- _Directions for this task_
Reproduce without alteration only the stretch of the records below that runs from the line containing "Mark one point on each instance of the man in" through the line containing "pixel 466 188", with both of those lines included.

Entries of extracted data
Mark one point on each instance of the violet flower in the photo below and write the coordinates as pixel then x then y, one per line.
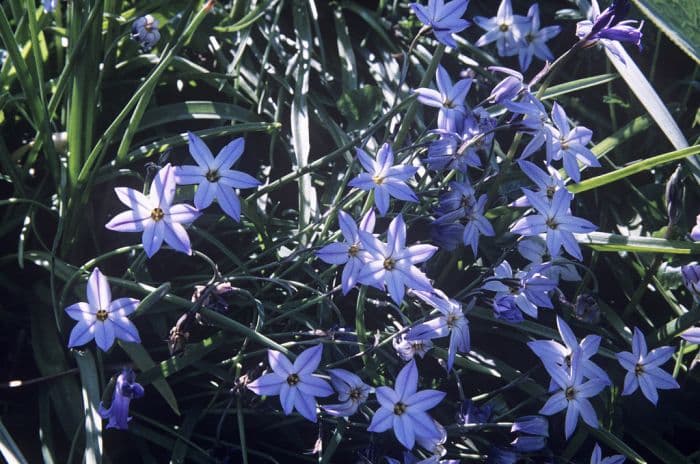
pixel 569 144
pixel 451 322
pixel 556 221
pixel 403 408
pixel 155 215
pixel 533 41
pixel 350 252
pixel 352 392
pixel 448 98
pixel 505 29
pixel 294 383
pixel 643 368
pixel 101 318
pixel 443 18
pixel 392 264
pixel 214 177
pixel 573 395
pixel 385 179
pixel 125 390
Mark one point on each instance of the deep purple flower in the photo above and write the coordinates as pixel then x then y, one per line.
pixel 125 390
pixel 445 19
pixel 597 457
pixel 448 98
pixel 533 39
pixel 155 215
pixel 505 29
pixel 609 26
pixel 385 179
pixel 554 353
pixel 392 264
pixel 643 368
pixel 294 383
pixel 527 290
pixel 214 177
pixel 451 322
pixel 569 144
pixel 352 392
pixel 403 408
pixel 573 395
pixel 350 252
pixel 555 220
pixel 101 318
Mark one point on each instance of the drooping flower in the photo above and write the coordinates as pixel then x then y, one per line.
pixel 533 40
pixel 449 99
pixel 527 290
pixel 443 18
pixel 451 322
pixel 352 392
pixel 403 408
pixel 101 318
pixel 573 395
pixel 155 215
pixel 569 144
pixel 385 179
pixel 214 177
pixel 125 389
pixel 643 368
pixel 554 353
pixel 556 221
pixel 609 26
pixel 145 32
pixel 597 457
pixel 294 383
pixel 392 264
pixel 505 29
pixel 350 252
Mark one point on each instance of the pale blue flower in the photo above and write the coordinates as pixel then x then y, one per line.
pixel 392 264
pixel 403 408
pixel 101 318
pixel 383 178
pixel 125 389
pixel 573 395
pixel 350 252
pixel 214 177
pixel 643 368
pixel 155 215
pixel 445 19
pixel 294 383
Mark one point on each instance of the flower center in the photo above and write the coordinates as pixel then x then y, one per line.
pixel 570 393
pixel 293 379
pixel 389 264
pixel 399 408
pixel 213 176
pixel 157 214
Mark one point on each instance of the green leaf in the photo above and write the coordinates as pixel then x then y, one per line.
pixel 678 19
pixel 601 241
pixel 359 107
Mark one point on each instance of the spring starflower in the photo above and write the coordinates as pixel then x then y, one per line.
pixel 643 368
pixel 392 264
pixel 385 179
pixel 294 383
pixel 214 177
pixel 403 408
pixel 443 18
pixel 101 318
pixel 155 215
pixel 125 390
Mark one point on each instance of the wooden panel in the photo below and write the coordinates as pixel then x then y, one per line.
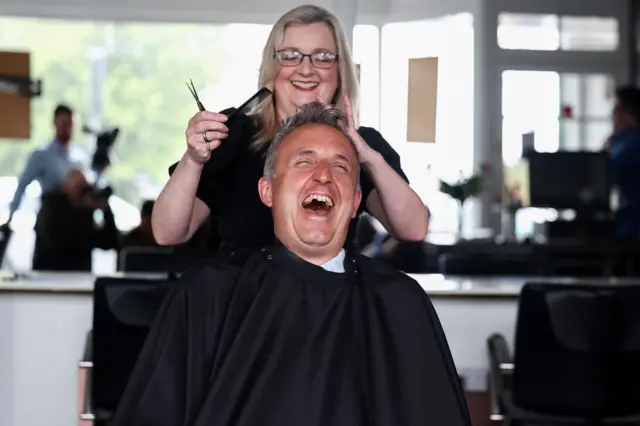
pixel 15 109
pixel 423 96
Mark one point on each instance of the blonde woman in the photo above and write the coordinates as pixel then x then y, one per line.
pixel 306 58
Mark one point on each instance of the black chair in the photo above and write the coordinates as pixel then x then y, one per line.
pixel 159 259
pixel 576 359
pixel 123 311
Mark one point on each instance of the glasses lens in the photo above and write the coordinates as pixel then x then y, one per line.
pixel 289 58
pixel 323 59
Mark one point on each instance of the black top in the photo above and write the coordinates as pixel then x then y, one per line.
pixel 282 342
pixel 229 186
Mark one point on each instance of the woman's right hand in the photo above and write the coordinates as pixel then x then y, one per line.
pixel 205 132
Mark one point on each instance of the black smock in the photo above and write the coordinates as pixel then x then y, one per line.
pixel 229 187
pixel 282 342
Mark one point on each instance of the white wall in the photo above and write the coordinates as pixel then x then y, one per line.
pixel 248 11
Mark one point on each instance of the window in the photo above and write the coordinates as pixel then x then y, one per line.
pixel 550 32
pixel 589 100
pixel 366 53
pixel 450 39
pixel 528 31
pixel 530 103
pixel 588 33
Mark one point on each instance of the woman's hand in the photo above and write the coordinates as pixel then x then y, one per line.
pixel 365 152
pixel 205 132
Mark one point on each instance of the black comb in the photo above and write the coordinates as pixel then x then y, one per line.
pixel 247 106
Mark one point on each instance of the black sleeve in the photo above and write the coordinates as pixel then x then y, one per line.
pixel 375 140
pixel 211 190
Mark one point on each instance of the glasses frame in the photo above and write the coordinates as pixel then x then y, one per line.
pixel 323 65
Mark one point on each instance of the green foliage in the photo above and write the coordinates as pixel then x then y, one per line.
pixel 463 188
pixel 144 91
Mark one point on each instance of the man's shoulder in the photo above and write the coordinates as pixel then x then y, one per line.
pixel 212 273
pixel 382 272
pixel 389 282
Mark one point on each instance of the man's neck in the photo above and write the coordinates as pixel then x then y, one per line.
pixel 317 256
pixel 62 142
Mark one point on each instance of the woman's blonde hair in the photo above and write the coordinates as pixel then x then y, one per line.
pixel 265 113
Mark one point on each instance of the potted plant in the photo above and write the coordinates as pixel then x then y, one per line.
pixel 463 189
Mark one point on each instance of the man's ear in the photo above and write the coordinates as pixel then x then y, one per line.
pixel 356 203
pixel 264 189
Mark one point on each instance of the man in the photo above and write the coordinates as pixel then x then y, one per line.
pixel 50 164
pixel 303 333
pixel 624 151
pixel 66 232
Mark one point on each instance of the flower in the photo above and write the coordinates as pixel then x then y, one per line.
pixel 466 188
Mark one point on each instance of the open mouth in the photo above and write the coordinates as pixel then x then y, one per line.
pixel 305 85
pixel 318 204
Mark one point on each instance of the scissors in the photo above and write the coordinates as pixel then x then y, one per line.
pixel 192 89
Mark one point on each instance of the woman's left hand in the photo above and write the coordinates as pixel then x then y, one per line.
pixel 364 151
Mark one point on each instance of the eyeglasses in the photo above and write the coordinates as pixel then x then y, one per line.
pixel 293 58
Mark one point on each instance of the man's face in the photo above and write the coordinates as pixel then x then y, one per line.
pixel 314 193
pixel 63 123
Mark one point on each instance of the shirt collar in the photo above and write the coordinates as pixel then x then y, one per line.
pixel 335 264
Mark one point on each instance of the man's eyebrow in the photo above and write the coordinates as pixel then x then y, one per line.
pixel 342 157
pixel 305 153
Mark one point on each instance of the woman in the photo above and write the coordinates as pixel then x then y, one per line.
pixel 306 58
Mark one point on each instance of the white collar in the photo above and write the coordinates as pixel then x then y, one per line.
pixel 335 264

- _Correct output_
Mark one point on each instance of the man in the photo above and write the coordinates as pixel then x then y, one per line.
pixel 50 164
pixel 303 333
pixel 624 151
pixel 66 232
Mark one point on each instance of the flower in the photo above and write the coordinates as pixel then x then y, one per line.
pixel 466 188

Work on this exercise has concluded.